## PROBLEM DESCRIPTION
Convert the items below, from the line containing "Exercise. Indicate with a point every instance of the orange" through the line containing "x=588, y=177", into a two-column CSV with the columns text and answer. Give one row per item, with each field in quotation marks and line breaks replaced by spaces.

[Point placement items]
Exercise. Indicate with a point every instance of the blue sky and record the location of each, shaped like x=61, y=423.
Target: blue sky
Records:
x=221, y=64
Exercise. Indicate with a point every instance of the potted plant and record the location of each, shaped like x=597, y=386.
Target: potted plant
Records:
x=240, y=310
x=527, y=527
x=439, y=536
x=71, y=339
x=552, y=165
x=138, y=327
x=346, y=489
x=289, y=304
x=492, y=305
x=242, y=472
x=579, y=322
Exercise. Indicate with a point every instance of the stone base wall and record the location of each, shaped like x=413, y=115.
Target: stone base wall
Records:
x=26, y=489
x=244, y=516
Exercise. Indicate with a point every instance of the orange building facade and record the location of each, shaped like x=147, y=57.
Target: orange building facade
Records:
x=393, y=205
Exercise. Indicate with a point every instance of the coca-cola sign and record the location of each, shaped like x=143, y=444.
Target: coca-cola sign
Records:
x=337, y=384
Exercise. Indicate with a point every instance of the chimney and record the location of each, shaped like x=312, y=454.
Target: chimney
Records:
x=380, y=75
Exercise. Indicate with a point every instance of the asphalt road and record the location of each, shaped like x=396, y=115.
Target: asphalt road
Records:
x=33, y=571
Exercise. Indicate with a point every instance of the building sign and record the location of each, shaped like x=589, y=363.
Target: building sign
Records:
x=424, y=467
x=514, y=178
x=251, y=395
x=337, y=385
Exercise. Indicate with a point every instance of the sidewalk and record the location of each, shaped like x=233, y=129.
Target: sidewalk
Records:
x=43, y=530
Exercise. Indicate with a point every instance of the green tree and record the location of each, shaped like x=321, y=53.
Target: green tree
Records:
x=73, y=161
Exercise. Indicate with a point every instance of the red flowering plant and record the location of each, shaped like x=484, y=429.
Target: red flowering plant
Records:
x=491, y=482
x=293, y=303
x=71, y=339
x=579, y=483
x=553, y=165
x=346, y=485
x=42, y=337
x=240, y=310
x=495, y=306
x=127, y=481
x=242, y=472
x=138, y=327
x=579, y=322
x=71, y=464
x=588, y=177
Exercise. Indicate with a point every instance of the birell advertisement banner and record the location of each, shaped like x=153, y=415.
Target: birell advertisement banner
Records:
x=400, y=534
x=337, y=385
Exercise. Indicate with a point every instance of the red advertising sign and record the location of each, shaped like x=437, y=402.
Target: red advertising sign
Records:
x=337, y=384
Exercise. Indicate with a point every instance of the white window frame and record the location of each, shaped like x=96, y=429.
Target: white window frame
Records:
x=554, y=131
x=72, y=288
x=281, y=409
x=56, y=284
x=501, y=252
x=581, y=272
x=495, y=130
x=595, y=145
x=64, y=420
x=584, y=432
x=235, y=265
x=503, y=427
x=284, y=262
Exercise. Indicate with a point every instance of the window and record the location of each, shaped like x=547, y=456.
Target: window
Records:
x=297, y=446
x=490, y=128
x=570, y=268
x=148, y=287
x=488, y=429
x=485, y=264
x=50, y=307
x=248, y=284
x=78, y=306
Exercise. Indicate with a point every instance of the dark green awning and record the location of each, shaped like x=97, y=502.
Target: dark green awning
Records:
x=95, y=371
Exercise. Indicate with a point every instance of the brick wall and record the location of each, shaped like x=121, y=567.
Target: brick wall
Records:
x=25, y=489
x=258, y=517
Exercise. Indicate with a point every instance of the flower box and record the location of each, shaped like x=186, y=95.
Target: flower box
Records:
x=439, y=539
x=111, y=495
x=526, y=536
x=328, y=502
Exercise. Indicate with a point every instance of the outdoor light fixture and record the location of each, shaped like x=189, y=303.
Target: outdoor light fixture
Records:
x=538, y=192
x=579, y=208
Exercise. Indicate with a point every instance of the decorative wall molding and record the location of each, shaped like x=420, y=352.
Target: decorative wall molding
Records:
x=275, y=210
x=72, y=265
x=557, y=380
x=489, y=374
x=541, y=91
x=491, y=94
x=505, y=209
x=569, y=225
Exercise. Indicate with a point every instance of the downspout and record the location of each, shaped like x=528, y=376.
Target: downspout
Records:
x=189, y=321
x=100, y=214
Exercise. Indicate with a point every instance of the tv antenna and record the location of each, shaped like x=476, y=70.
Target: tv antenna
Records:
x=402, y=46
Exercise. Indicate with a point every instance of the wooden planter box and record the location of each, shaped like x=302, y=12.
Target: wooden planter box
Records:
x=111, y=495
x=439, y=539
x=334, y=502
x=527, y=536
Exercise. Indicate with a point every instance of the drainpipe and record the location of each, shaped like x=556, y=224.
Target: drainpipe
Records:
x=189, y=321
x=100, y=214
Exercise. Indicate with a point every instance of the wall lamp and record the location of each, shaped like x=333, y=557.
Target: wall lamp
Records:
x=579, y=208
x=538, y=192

## COMPLETED TASK
text,answer
"Exercise. Indicate with a point every instance of the orange building facade and record the location of each, shaped like x=147, y=57. Target: orange building facade Records:","x=393, y=205"
"Exercise. Indicate with a point every instance of the coca-cola sign and record the location of each, shaped like x=143, y=444. Target: coca-cola sign Records:","x=337, y=384"
"Exercise. Indicate with a point every instance of the chimney and record the location of each, shaped like x=312, y=454. Target: chimney Records:","x=380, y=75"
"Exercise. Indicate with a point every instance of the asphalt road and record the location of each, shaped like x=396, y=115. Target: asphalt road Records:","x=33, y=571"
"Exercise. Indicate with a point every instance of the building sign and record the location of each, shaped like x=589, y=363. Target: building sign Records:","x=424, y=467 x=514, y=178 x=251, y=395 x=337, y=385"
"Exercise. Indicate with a point every instance of the sidewalk and record the location of each, shaped like x=233, y=129. Target: sidewalk Records:","x=43, y=530"
"Exercise. Indicate with a point every instance of the green tree and record the location of each, shaped like x=321, y=53. Target: green tree Records:","x=73, y=161"
"Exercise. Indicate with a point every instance of the red flowering plant and record the location of each, shaped like x=484, y=429. Target: red flowering plant Records:","x=491, y=482 x=293, y=303 x=71, y=339 x=579, y=483 x=553, y=165 x=346, y=485 x=42, y=337 x=240, y=310 x=495, y=306 x=127, y=481 x=242, y=472 x=138, y=327 x=579, y=322 x=71, y=464 x=588, y=177"